● **What to work on**: Count the lines in the rows below that contain the string "field", where case matters. Give only that number.

● **Supplied records**:
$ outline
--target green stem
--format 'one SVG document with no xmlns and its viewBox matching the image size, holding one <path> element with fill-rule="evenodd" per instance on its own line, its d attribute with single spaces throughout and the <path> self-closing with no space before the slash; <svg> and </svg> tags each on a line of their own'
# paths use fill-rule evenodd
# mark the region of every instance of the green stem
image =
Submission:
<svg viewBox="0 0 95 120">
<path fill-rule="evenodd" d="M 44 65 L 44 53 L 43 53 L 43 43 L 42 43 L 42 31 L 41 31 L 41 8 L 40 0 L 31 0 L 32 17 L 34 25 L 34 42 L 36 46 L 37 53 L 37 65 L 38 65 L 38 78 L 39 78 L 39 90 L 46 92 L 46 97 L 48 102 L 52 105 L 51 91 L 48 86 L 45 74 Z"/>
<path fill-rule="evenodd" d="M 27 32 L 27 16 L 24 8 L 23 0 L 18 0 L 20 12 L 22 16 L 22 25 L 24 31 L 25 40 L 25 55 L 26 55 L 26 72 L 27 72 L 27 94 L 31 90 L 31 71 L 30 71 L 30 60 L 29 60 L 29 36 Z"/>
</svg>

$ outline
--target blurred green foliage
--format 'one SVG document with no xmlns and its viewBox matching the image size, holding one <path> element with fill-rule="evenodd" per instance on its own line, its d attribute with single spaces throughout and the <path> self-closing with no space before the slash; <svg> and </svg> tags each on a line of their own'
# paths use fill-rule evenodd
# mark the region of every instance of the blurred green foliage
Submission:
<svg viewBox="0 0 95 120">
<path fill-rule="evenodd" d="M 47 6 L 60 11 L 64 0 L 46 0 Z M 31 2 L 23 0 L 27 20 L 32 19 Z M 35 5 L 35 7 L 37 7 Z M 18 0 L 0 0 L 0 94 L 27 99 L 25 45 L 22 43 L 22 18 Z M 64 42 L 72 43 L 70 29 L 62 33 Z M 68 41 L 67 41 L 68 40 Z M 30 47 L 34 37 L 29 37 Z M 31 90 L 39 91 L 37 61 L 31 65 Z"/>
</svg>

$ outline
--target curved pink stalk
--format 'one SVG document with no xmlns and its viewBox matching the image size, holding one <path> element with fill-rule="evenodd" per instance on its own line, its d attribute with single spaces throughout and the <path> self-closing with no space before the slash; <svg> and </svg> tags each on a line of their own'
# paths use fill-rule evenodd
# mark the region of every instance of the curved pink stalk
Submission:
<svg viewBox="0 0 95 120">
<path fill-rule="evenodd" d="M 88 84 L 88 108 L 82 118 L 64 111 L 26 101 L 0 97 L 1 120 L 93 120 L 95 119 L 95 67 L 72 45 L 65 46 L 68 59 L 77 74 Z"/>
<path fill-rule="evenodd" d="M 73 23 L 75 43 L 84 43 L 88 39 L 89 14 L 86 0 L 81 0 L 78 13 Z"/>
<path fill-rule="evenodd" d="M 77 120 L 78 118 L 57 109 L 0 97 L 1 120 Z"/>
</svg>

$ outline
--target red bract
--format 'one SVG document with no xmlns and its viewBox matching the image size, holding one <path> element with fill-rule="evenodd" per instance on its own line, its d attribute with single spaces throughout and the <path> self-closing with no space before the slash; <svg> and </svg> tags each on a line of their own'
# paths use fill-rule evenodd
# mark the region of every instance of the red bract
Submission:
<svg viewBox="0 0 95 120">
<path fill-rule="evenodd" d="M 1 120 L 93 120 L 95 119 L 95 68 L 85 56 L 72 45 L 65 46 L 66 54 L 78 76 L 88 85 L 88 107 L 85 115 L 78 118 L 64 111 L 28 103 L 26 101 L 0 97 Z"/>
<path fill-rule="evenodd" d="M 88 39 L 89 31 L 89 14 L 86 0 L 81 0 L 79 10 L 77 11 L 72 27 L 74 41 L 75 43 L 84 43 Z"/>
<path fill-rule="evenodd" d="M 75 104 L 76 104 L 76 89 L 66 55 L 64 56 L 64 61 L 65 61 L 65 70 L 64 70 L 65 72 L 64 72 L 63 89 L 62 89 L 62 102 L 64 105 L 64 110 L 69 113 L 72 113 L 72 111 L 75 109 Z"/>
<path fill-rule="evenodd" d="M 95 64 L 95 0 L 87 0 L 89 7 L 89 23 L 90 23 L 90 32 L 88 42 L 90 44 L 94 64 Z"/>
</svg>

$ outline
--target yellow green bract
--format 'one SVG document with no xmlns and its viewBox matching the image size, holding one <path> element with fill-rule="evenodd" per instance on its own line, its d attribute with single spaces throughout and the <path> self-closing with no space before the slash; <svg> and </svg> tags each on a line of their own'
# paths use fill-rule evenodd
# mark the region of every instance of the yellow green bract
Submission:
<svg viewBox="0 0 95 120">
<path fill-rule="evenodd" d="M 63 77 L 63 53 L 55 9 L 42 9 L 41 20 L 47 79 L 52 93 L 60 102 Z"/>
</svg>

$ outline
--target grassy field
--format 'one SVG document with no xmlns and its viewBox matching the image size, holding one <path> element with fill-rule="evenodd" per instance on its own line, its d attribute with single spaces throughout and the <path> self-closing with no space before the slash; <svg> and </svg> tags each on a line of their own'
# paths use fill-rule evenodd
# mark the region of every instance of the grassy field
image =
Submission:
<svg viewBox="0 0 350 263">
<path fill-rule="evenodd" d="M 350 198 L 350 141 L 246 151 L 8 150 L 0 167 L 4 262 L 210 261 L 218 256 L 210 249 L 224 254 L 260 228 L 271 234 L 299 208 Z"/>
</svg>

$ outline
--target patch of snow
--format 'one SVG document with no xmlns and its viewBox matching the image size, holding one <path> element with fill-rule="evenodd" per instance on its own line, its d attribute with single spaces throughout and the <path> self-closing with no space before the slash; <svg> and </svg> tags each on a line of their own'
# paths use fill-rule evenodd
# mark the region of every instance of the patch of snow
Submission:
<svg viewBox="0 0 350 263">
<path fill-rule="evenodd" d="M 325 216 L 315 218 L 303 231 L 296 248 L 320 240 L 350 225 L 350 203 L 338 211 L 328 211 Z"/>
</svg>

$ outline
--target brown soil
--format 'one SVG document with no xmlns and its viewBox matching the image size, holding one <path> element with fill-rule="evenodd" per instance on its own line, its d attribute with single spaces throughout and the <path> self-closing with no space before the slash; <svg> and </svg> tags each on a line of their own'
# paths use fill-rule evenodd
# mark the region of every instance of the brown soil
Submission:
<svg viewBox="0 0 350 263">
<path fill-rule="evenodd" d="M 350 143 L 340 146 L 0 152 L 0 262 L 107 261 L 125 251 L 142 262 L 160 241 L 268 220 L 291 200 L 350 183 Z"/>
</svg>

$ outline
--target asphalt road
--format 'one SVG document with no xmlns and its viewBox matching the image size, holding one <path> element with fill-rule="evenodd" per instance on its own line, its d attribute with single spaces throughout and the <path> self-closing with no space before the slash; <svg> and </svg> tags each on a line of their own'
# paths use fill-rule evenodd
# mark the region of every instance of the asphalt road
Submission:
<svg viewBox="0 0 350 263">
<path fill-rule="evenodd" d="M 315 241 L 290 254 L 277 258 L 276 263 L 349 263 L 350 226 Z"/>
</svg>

● **Full response**: 2